§ **Coba Kerjakan**:
Jawablah pertanyaan berikut berdasarkan bacaan tentang gangguan sensorik.
(a) Melalui apa potensial membran diteruskan menuju saraf berikutnya?
(b) Rasa apa saja yang termasuk rangsang protopatik?
(c) Apa istilah untuk perasaan yang timbul secara spontan tanpa adanya perangsangan?

§ **Bacaan**:
Penjalaran impuls saraf berlangsung sama seperti sel saraf lainnya. Stimulus menurunkan potensial membran dan membuat potensial membran berjalan sepanjang sel saraf dan diteruskan menuju saraf berikutnya melalui sinaps. Bersama dengan neurotransmitter terjadi penjalaran rangsang menuju sel saraf berikutnya.

Rangsang sensorik dapat diinterpretasikan sebagai rangsang somestesi atau viseroestesi. Dalam klinik somestesilah yang menjalani pemeriksaan. Somestesi mencakup perasaan yang menyekiti atau perasaan protopatik dan perasaan yang diperlukan untuk mengatur diri sendiri atau perasaan proprioseptif. Rangsang protopatik mencakup rasa nyeri, suhu dan rasa tekan, sedang rangsang proprioseptif mencakup rasa gerak, getar, sikap dan rasa halus. Integrasi perasaan protopatik dan proprioseptif dalam tingkat selanjutnya memungkinkan terwujudnya kesadaran luhur. Dalam hal ini fungsi asosiasi, korelasi dan intelegensi ikut mengolah somestesi sehingga suatu benda dapat diketahui bentuk tanpa melihat benda tersebut.

JENIS-JENIS GANGGUAN SENSORIK

Gejala sensorik dapat diklasifikasikan dalam lima golongan:

  1. Hilang perasaan kalau dirangsang (anestesia).
  2. Perasaan terlalu berlebihan saat dirangsang (hiperestesia).
  3. Perasaan yang timbul secara spontan, tanpa adanya perangsangan (parestesia).
  4. Nyeri.
  5. Gerakan yang canggung serta simpang siur.

§ **Informasi**:

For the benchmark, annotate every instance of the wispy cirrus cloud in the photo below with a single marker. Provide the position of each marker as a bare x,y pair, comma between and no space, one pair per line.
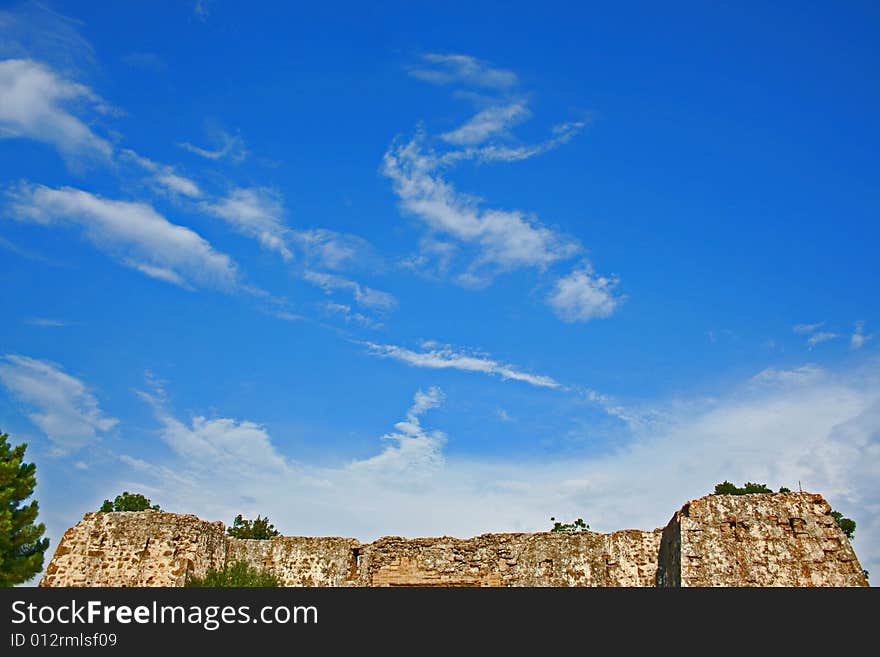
451,68
219,445
47,322
329,249
820,337
132,232
229,146
413,451
38,103
487,123
256,212
434,356
858,338
458,227
805,329
165,176
363,295
821,430
62,405
504,239
582,295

§ **Jawaban Latihan**:
(a) Melalui sinaps.
(b) Rasa nyeri, suhu, dan rasa tekan.
(c) Parestesia.